Write out exactly the lines running from the one that contains "Please put a marker on the green" through the end of the material.
---------- MATERIALS PROVIDED ----------
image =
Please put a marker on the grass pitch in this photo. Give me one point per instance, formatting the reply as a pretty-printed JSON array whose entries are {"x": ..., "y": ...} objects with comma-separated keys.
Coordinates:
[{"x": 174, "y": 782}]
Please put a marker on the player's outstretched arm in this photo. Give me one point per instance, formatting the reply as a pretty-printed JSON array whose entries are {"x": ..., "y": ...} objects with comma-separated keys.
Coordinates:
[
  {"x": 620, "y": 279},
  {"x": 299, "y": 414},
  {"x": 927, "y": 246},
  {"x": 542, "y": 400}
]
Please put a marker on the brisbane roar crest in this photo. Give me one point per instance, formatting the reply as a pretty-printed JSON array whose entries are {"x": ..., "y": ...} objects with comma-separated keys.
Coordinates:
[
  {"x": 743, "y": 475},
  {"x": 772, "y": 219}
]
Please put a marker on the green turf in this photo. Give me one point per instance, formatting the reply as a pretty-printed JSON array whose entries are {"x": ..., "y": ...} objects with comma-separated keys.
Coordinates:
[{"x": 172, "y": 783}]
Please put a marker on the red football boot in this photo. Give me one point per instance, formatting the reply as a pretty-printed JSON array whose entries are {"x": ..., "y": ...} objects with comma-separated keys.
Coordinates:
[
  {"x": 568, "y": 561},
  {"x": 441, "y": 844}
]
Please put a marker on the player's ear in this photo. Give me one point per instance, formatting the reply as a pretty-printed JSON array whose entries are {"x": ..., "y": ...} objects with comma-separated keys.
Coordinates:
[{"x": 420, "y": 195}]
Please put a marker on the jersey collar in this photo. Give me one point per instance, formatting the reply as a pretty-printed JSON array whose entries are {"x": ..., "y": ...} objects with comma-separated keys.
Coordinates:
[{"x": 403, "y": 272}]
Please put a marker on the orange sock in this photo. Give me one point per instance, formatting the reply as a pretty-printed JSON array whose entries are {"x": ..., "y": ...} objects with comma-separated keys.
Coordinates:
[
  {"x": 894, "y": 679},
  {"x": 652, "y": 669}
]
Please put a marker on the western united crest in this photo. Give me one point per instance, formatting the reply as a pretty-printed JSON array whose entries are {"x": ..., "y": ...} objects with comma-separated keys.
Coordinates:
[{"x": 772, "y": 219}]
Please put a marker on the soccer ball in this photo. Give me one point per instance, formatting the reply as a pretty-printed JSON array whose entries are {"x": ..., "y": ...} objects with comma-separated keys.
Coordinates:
----------
→ WORKED SOLUTION:
Please put a marker on the green turf in this photo. Give me one point per instance, formatting the reply as a pretty-printed JSON array whose entries are {"x": ..., "y": ...} objects with comma-separated keys.
Coordinates:
[{"x": 172, "y": 783}]
Please put a marker on the red football boot in this photo. Give me one point per instance, formatting the reply as a pretty-printed JSON array whose entries are {"x": ..., "y": ...} objects with comma-separated keys.
Coordinates:
[
  {"x": 568, "y": 561},
  {"x": 441, "y": 844}
]
Please put a marker on the player's ear in this photo. Give me one point per instance, formatting the reply as a pretty-printed JSON array whose entries are {"x": ..., "y": ...} objects with comma-separated keys.
Coordinates:
[{"x": 420, "y": 195}]
Please put a marker on the jersey collar in this photo. Give me one point per instance, formatting the reply as a pretty-printed JSON array whose entries are {"x": ..., "y": ...} objects with comma-separated keys.
Coordinates:
[{"x": 403, "y": 272}]
Please put a marker on the orange sock in this photo. Give me one point per instance, formatting the reply as a pretty-printed JSON array whose entries are {"x": ..., "y": ...} objects with comma-separated keys.
Coordinates:
[
  {"x": 894, "y": 679},
  {"x": 652, "y": 669}
]
Please put a marker on the western united crest in this photo. Give me one point per instance, formatting the reply as a pretty-printed JSON array whose entries are {"x": ..., "y": ...} objects with comma-separated keys.
Coordinates:
[{"x": 772, "y": 219}]
Please put a marker on the soccer ball in this photo. Give me one point per instance, formatting the reply as a pretty-printed JSON array whose entries are {"x": ..., "y": ...} objects with comma-separated keys.
Coordinates:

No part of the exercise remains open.